- _Task instructions_:
Repeat the material below word for word and leave out all pictures.
>> begin
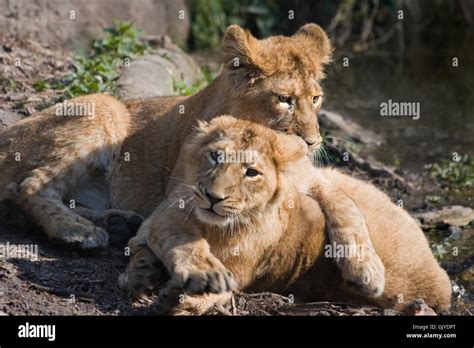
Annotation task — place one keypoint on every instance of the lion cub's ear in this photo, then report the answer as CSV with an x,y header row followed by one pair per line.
x,y
314,37
288,149
241,52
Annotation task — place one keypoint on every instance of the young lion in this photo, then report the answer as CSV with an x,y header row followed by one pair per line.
x,y
121,158
250,227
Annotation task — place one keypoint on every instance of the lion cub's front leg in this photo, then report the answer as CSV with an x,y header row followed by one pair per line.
x,y
196,275
346,227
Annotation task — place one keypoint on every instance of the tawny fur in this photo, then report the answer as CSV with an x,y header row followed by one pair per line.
x,y
137,145
270,235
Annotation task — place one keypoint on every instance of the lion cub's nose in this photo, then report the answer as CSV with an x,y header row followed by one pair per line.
x,y
213,198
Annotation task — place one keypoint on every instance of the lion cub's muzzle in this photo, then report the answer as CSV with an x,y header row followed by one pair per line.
x,y
212,202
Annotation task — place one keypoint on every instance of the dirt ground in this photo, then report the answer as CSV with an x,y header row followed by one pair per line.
x,y
63,281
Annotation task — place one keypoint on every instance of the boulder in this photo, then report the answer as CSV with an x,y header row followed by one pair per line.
x,y
156,74
7,118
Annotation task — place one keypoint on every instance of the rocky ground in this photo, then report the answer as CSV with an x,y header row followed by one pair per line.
x,y
66,282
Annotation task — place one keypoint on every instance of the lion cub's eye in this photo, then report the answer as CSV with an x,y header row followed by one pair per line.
x,y
252,172
316,99
284,99
214,156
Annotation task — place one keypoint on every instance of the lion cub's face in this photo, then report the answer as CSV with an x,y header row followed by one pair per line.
x,y
277,79
234,167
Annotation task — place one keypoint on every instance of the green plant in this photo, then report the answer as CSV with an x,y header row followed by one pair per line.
x,y
99,70
211,17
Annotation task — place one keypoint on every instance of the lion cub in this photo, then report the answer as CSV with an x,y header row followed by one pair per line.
x,y
250,228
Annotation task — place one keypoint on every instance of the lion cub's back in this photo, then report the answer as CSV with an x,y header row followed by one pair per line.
x,y
410,267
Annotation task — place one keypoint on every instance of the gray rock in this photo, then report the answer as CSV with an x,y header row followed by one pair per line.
x,y
455,215
155,74
7,118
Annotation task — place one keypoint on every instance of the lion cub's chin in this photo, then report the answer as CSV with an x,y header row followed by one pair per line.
x,y
211,218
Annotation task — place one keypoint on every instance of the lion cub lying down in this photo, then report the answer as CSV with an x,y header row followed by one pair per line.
x,y
249,227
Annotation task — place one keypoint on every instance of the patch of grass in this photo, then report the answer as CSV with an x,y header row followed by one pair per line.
x,y
457,174
41,85
99,70
181,88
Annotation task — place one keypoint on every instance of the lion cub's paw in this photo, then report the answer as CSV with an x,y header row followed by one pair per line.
x,y
366,274
208,276
172,301
143,274
83,235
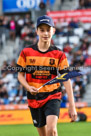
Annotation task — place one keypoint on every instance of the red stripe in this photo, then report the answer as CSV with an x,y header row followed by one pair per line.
x,y
39,103
22,55
31,52
30,79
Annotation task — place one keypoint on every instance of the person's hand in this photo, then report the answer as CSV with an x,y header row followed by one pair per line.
x,y
32,90
72,113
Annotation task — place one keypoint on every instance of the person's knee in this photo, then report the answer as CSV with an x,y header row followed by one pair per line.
x,y
52,131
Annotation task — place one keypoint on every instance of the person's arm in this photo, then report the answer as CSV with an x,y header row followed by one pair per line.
x,y
72,110
22,80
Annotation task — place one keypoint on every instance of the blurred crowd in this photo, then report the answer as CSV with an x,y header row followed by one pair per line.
x,y
73,37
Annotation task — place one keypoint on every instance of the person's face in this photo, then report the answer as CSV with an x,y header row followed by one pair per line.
x,y
45,32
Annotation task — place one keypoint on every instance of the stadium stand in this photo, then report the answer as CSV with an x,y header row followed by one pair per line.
x,y
72,37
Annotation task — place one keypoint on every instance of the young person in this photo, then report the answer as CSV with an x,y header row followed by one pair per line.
x,y
40,63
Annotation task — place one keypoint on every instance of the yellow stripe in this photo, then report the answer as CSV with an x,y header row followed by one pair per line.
x,y
64,64
46,88
40,61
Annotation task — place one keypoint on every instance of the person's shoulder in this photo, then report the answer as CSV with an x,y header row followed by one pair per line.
x,y
53,47
32,46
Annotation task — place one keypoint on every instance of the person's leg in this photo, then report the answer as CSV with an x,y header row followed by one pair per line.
x,y
52,109
51,121
39,120
42,131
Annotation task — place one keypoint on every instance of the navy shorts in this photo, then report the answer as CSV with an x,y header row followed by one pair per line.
x,y
39,115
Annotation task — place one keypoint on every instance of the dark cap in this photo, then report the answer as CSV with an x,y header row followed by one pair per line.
x,y
45,20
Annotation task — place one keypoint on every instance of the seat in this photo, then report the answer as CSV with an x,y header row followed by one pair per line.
x,y
74,39
79,32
>> end
- _Expected output_:
Annotation task — place one keypoint on every instance of the lion cub's ear in this photo, then report the answer as CSV with an x,y header row followed by one pair per line.
x,y
314,37
288,149
241,52
Annotation task — place one keypoint on every instance of the young lion in this photo, then report the answer as CSV with an x,y header row followed by one pair per line.
x,y
121,158
250,227
Annotation task — place one keypoint on every instance of the lion cub's front leg in this photo, then report the answer as CSV with an x,y header row followed by one pair per line.
x,y
196,275
346,227
Annotation task — place one keypoint on every instance of the tawny fur in this photo, then report the answer as CSV with an x,y header row followed by one pair per line.
x,y
137,145
270,235
Annotation task — place one keypoint on every instance of the lion cub's nose in this photo, then report the answer as CSV with an x,y header row followed by one pair per line.
x,y
213,198
Annotation task — place one keypoint on every instance of the lion cub's muzzle in this photo, then report the answer as CSV with an x,y header row followed by one pair per line.
x,y
212,202
Annotation task — place one keypoint on every instance of the dirt ground in this photo, then report the answer as CSV with an x,y header row followed by one pair per line.
x,y
63,281
Annotation task — place one keypoint on every instance of the boulder in this photo, then report the answer as CSV with an x,y header row followed by one pair per line.
x,y
156,74
7,118
Annotation task — place one keypoint on every instance of the rocky ground in this photo, then report the answer as CSV with an x,y header row followed by one pair per line.
x,y
66,282
Annotation task — place one keypoint on every instance of the lion cub's eye in this photo, then report the answer as CSV with an x,y header row followed by one pair per line.
x,y
252,172
316,99
284,99
214,156
Annotation task — place one keypoint on every instance of the lion cub's face in this photo, then report the answer as CSV with an x,y header row followed by one pair per line.
x,y
277,79
234,167
Annotation task — place one keypoint on every instance of the green plant in this photo, then report the answer as CSV with an x,y header row followed by one pair per line.
x,y
99,70
211,17
Annotation task — place one keypoint on every instance of the lion cub in this photo, then report the answer as CSV with an x,y header row followed by one pair per line.
x,y
250,228
Annotation task — place one keypoint on every instance of the lion cub's back in this photo, then report the answer as CSV with an x,y header row followed by one pair per line.
x,y
410,267
Annotation task — place one keypoint on every instance of the gray rock in this photo, then report the answer as CSV with an x,y header row followed by one pair per line.
x,y
455,215
155,74
7,118
Annotation task — place one keypoint on every instance of the lion cub's chin in this photo, then report the answer as CSV with an x,y header row followed by one pair per line.
x,y
211,218
Annotation task — place one keypoint on every instance of the lion cub lying down in this photo, then report the answer as CSV with an x,y header row followed by one pair per line.
x,y
249,227
Annotation task — place one keypoint on every instance of the patch of grass in this photo, then report the answer as CSV with an x,y header row followed by one pair per line.
x,y
457,174
41,85
99,70
181,88
Annotation task — place one keypoint on every instance of the lion cub's paw in this photo, then report the answer as CSV with an x,y header row followed by one pair per line.
x,y
366,274
208,276
172,301
143,274
83,235
Annotation task — place one keypoint on every instance of the red stripe in this photo, then report the answer as CSV with an x,y header row followed by one pair per line.
x,y
39,103
22,55
31,52
30,79
Annotation task — place one keypoint on every instance of the person's hand in this photo, then report the answer as CSV with an x,y header row followed by one pair per line.
x,y
32,90
72,113
Annotation task — place one keypoint on every instance of the person's knee in this photo, then report the answer as CSV with an x,y header row followed by one pair per line.
x,y
52,131
Annotation task — place one keypoint on every instance of the person's arm in this photo, then report the answer as CSV with an x,y header row followed by one pair per line.
x,y
72,110
22,80
Annotation task — place one keypoint on every instance of the blurred crowd in this photo, then report the answer as CSV with an x,y header row followed by one pair per line.
x,y
73,37
Annotation task — place one keypoint on every instance of the person's face in this photo, then report the answer as CSV with an x,y header row followed by one pair per line.
x,y
45,32
Annotation task — place one keypoint on every instance of the stadium stand in this photo, then report the answer as CSV with an x,y header row followed by one pair per line.
x,y
72,37
Annotation task — place one keypoint on every instance of the young person in this photo, then report the answer as CSV with an x,y header row followed by one pair per line.
x,y
40,63
Annotation task — place one keypoint on every instance of the yellow stripe in this photo, then report the answer as CSV with an x,y header row followed by one pair per line.
x,y
64,64
46,88
40,61
Annotation task — place one keypoint on every instance of the person's shoulder in this photo, then report the answer as CSV with an x,y header row followed by one pair per line.
x,y
53,47
32,46
Annotation task — place one keypoint on every instance of the person's leg in this photo, then report the answer as CSV with an x,y header row followed by one pair per line.
x,y
52,109
51,121
39,120
42,131
Annotation task — place one keypoint on every instance of the navy shorts in this photo, then report the answer as CSV with an x,y header row followed by one pair per line.
x,y
39,115
Annotation task — place one keypoint on every instance of the dark cap in this photo, then report the answer as CSV with an x,y header row followed by one pair per line.
x,y
45,20
Annotation task — place one keypoint on every instance of the seat in this photo, then report the answer as CSV with an x,y header row followed by one pair per line.
x,y
74,39
79,32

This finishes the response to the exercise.